▶ **Anforderungen**
In welchem Jahr haben laut dem Artikel über Asylanträge zuletzt mehr als 100.000 Menschen in Deutschland Asyl beantragt?

▶ **Quelle**
━━━━━━━━━━━━━━━━━━━━━━━━━━━━━━

# taz.de -- Asylanträge in Deutschland: Das alte Geschäft mit der Angst
       
       > Die Zahl der Asylanträge ist im Juli auf 9.500 gestiegen. Und
       > Innenminister Hans-Peter Friedrich schlägt Alarm. Völlig zu Unrecht.
       
 (IMG) Bild: Kaum Aussicht auf Asyl: Asylbewerberunterkunft in Baden-Württemberg
       
       Da kann man es schon mit der Angst zu tun bekommen. Und so ist es auch
       gedacht. Auf über 9.500 „noch weiter“ gestiegen sei die Zahl der
       Asylanträge im Juli, erklärte Innenminister Hans-Peter Friedrich (CSU) am
       Mittwoch. Die größte Gruppe der Ankömmlinge stammte aus den zerrütteten
       russischen Kaukasusrepubliken. „Alarmiert“ sagte Friedrich voraus: „Wir
       werden noch in diesem Jahr die Marke von 100.000 Asylerstanträgen
       erreichen.“
       
       So klingt ein echter Notfall. Wie es sich in einer solchen Situation
       gehört, hat Friedrich deshalb „alle Kräfte“ zusammengezogen und sie „darauf
       konzentriert, die Asylverfahren schneller durchzuziehen“. Bei diesen
       Kräften handelt es sich unter anderem um 80 Bundespolizisten. Was
       ausgerechnet die dazu qualifizieren soll, Asylverfahren abzuwickeln, weiß
       allein Friedrich. Doch angesichts des Ernstes der Lage verbieten sich
       zimperliche Bedenken wohl.
       
       Dass mehr als 100.000 Menschen in einem Jahr Asyl beantragten, war in
       Deutschland zuletzt 2001 der Fall. Wessen Gedächtnis in diese Zeit
       zurückreicht, der wird sich erinnern: Das Funktionieren dieses Landes war
       nicht in Gefahr.

━━━━━━━━━━━━━━━━━━━━━━━━━━━━━━

▶ **Auszug Daten**

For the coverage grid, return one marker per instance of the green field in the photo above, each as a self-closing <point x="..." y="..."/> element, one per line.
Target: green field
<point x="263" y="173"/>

━━━━━━━━━━━━━━━━━━━━━━━━━━━━━━

▶ **Antwort**
Im Jahr 2001.